> **EXTRACTO DE LA FUENTE**
☆ ☆ ☆
(2006. Publicado en la revista de arte de la PUCP, Prótesis, nº 3)
CONCEPTO VERSUS FORMA
(y otros malentendidos)
Tradicionalmente, en el campo artístico el romance entre concepto y forma ha degenerado en conflictos y escándalos innecesarios donde en la mayoría de casos, o el concepto ha intentado librarse de la forma, o ha terminado subordinado a ella para justificarla. Posteriormente se ha inventado —sospecho que con muy malas intenciones—, la ilusoria oposición entre arte conceptual y arte formal.
☆ ☆ ☆
[Entradas guardadas]
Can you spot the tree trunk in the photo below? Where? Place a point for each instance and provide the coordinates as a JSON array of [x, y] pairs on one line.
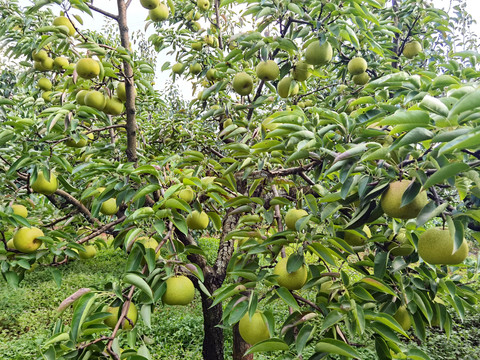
[[240, 346], [212, 316]]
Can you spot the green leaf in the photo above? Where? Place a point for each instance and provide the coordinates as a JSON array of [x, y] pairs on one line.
[[80, 312], [331, 319], [137, 281], [332, 346], [287, 297], [412, 137], [468, 102], [445, 172], [272, 344]]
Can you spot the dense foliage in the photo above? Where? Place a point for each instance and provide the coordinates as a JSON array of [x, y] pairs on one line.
[[330, 140]]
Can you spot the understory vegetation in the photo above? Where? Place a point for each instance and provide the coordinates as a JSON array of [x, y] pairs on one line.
[[28, 312]]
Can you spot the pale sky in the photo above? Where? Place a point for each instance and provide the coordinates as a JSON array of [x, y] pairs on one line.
[[136, 21]]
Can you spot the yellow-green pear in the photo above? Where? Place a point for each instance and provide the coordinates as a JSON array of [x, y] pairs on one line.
[[195, 69], [412, 49], [267, 70], [87, 68], [187, 194], [197, 220], [357, 66], [149, 4], [211, 74], [149, 243], [317, 54], [80, 97], [292, 216], [44, 186], [160, 13], [392, 199], [435, 246], [47, 64], [26, 239], [39, 55], [242, 83], [47, 96], [361, 79], [113, 106], [44, 84], [20, 210], [60, 62], [95, 99], [180, 291], [301, 71], [109, 207], [253, 330], [90, 251], [400, 245], [197, 45], [291, 281], [64, 21], [284, 86], [203, 4]]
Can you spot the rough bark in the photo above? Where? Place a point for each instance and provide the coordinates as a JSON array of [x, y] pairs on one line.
[[240, 346], [129, 85]]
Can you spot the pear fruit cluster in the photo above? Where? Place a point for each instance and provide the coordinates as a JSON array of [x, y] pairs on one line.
[[391, 201], [435, 246], [254, 329], [180, 291], [292, 281], [358, 68]]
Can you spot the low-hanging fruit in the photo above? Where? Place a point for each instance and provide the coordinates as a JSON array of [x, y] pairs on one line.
[[197, 220], [87, 68], [284, 85], [186, 194], [267, 70], [317, 54], [392, 199], [203, 4], [253, 330], [412, 49], [44, 84], [95, 99], [113, 106], [20, 210], [242, 83], [180, 291], [178, 68], [292, 216], [64, 21], [301, 71], [435, 246], [292, 281], [357, 65], [400, 245], [361, 79], [160, 13], [26, 239], [45, 186], [356, 239], [149, 4]]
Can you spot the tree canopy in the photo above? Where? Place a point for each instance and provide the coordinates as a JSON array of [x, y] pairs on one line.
[[332, 149]]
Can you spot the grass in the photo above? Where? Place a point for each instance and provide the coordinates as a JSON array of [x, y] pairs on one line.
[[28, 312]]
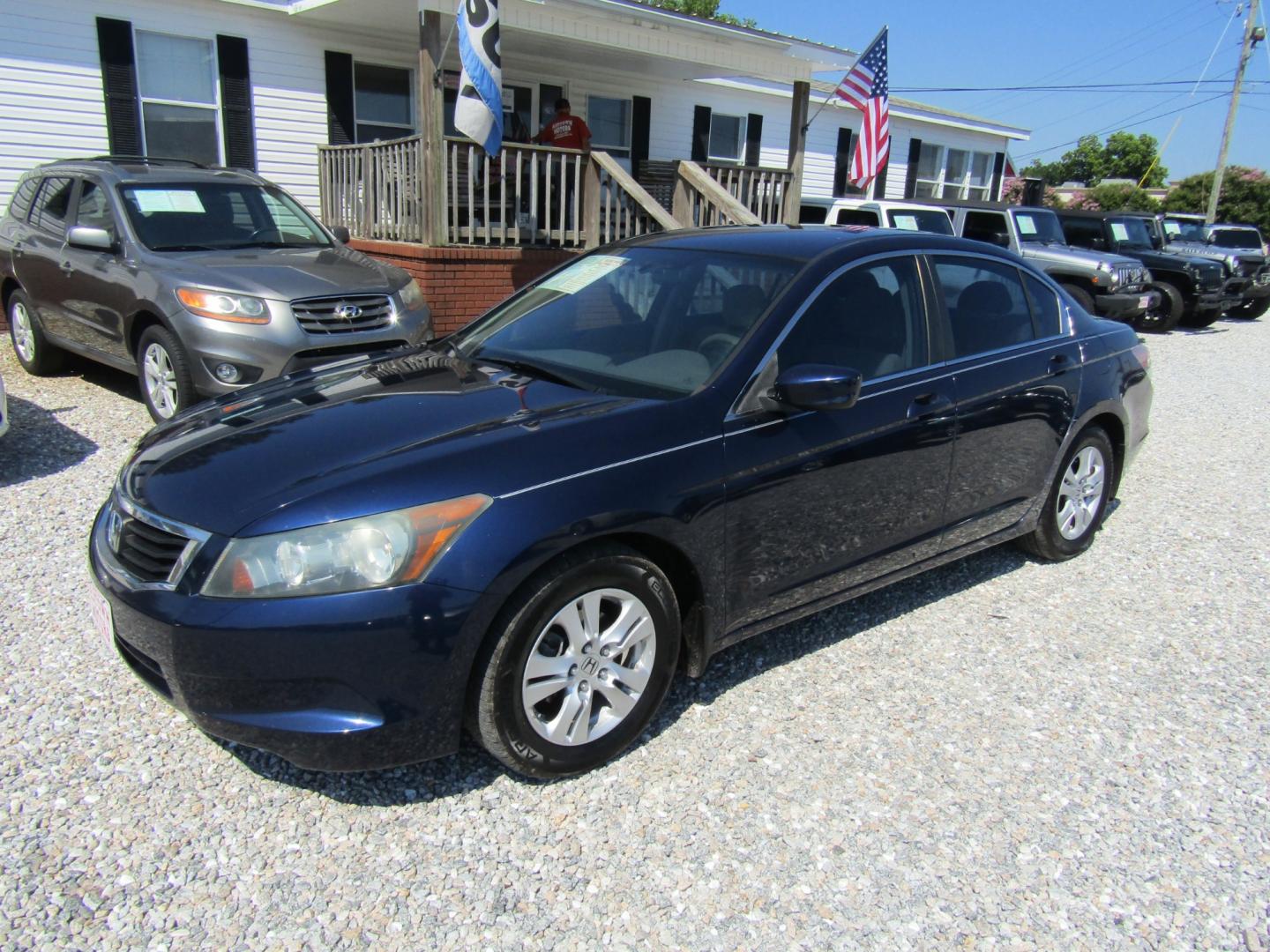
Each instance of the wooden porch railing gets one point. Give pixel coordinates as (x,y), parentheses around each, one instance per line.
(762,190)
(701,202)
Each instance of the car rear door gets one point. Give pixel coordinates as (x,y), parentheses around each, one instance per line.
(38,265)
(819,502)
(1018,376)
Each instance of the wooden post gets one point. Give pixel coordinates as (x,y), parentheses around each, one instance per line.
(430,192)
(798,147)
(591,202)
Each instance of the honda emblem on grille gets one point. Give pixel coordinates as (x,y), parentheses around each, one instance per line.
(113,530)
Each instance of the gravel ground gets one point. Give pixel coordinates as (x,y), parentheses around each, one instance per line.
(997,753)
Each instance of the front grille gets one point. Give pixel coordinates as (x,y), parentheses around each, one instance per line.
(147,553)
(348,314)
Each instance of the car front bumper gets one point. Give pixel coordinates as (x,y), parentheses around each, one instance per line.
(1125,306)
(352,682)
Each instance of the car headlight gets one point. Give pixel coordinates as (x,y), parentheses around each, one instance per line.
(220,306)
(412,296)
(354,555)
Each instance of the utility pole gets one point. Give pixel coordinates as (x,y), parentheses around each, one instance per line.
(1252,33)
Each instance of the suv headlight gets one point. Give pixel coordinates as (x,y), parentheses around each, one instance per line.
(412,296)
(354,555)
(238,309)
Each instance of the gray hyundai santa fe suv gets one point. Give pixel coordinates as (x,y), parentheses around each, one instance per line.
(198,279)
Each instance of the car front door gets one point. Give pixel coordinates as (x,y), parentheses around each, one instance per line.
(819,502)
(38,267)
(95,292)
(1018,377)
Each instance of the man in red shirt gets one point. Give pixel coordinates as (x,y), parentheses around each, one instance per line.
(565,131)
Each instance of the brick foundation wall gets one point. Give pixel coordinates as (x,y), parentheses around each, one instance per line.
(460,283)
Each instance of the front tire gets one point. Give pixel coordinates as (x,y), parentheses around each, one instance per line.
(583,658)
(167,385)
(1168,315)
(32,348)
(1077,502)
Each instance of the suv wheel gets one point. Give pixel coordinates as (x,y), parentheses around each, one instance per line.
(167,385)
(1077,502)
(1166,315)
(582,660)
(34,353)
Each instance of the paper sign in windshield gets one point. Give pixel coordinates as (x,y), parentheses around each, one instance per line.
(156,199)
(586,271)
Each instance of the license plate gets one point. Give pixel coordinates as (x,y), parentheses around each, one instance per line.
(103,622)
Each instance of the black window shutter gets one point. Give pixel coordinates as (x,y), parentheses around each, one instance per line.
(641,117)
(236,101)
(753,138)
(998,173)
(915,152)
(842,164)
(340,121)
(700,133)
(120,86)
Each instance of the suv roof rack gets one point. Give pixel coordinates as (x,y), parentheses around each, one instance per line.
(140,160)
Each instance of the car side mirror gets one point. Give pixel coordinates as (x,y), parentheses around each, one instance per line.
(90,239)
(811,386)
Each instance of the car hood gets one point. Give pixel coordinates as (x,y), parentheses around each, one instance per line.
(283,273)
(370,435)
(1065,254)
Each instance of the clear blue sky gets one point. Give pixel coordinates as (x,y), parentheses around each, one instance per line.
(978,43)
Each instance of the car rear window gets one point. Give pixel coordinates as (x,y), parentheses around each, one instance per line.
(19,206)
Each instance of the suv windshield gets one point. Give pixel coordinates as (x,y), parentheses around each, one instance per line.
(1035,225)
(1129,234)
(920,219)
(208,216)
(640,322)
(1237,238)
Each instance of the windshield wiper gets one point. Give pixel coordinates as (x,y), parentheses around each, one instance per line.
(528,369)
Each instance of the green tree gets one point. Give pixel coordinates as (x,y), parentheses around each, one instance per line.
(1244,196)
(1122,156)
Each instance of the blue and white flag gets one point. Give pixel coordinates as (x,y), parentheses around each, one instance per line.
(479,111)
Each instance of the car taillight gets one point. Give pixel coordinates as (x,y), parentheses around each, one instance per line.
(1143,355)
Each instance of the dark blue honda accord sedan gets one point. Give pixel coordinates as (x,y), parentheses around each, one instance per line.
(652,453)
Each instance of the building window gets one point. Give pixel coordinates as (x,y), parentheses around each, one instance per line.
(727,138)
(179,107)
(609,122)
(952,173)
(383,101)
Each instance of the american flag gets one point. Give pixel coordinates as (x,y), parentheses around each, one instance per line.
(866,88)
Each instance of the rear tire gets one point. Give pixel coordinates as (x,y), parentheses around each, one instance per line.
(163,367)
(1077,502)
(1082,297)
(569,682)
(29,344)
(1168,315)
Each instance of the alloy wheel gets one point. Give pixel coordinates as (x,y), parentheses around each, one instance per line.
(1080,494)
(588,666)
(161,380)
(23,333)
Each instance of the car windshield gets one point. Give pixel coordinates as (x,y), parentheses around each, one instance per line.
(1180,228)
(638,322)
(211,216)
(920,219)
(1237,238)
(1129,234)
(1039,227)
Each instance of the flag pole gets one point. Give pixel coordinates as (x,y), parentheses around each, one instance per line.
(808,123)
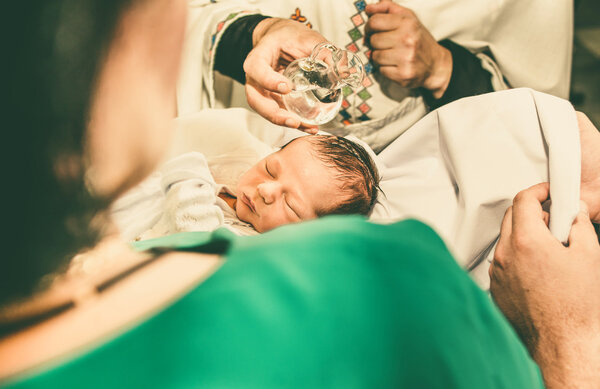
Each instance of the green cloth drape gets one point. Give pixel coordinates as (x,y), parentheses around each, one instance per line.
(337,302)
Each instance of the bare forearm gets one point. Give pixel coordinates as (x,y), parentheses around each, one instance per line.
(569,363)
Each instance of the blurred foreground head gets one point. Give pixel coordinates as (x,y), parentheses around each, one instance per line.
(91,88)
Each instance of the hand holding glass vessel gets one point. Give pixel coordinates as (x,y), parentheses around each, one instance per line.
(317,80)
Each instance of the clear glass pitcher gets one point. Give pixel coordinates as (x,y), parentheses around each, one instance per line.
(316,96)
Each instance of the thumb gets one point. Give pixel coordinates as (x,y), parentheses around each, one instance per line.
(582,232)
(384,6)
(258,68)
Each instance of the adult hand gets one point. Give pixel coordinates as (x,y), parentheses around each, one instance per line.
(405,50)
(277,42)
(551,293)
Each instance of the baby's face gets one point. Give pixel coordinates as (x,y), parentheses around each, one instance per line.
(286,187)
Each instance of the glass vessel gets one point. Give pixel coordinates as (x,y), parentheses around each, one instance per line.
(316,96)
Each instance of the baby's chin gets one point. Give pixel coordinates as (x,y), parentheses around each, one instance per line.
(240,215)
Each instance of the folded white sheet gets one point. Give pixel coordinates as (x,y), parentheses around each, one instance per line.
(457,169)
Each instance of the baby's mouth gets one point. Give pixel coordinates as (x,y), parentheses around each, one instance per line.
(248,202)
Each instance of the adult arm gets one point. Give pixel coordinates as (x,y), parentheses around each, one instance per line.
(255,50)
(551,293)
(407,53)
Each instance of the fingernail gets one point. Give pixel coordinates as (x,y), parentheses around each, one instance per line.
(283,88)
(291,123)
(583,207)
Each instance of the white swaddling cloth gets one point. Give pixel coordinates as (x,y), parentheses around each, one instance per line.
(457,169)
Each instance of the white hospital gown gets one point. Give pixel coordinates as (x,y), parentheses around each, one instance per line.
☆ ☆ ☆
> **TAREAS REQUERIDAS**
(1) Transcriba del texto sobre concepto y forma el fragmento que va desde "(2006. Publicado en" hasta "y arte formal.".
(2) Prosiga el texto sobre concepto y forma a partir de su última oración.
No es necesario consultar los datos.

> **RESPUESTAS EN ORDEN**
(1)
(2006. Publicado en la revista de arte de la PUCP, Prótesis, nº 3)
CONCEPTO VERSUS FORMA
(y otros malentendidos)
Tradicionalmente, en el campo artístico el romance entre concepto y forma ha degenerado en conflictos y escándalos innecesarios donde en la mayoría de casos, o el concepto ha intentado librarse de la forma, o ha terminado subordinado a ella para justificarla. Posteriormente se ha inventado —sospecho que con muy malas intenciones—, la ilusoria oposición entre arte conceptual y arte formal.

(2)
Antes que nada, debo decir que confrontar arte conceptual y arte formal a estas alturas me causa cierto pudor, pues dicha oposición ha debido ser superada hace ya mucho tiempo antes de que se pusiera de moda el alegre relativismo posmodernista del «todo vale» que valida cualquier posición estética. Aclaro que no me interesa construir una defensa a favor de lo conceptual —minoría sin derechos—, ante lo formal o plástico que tradicionalmente ha tenido el poder y por ello ha exigido justificaciones existenciales al concepto para declararse como arte. Más bien, encuentro más productivo hacer algunas precisiones sobre la naturaleza de lo conceptual y lo formal y analizar su inevitable dependencia. Separar concepto y forma es tan artificial como separar el espacio del tiempo y sospecho que es una consecuencia más del dualismo cartesiano mente-cuerpo. Desde el principio, la división conceptual-formal es ociosa e inexistente, tal vez persistiendo en la historia del arte como opuestos debido a errores de lectura en sus respectivas definiciones.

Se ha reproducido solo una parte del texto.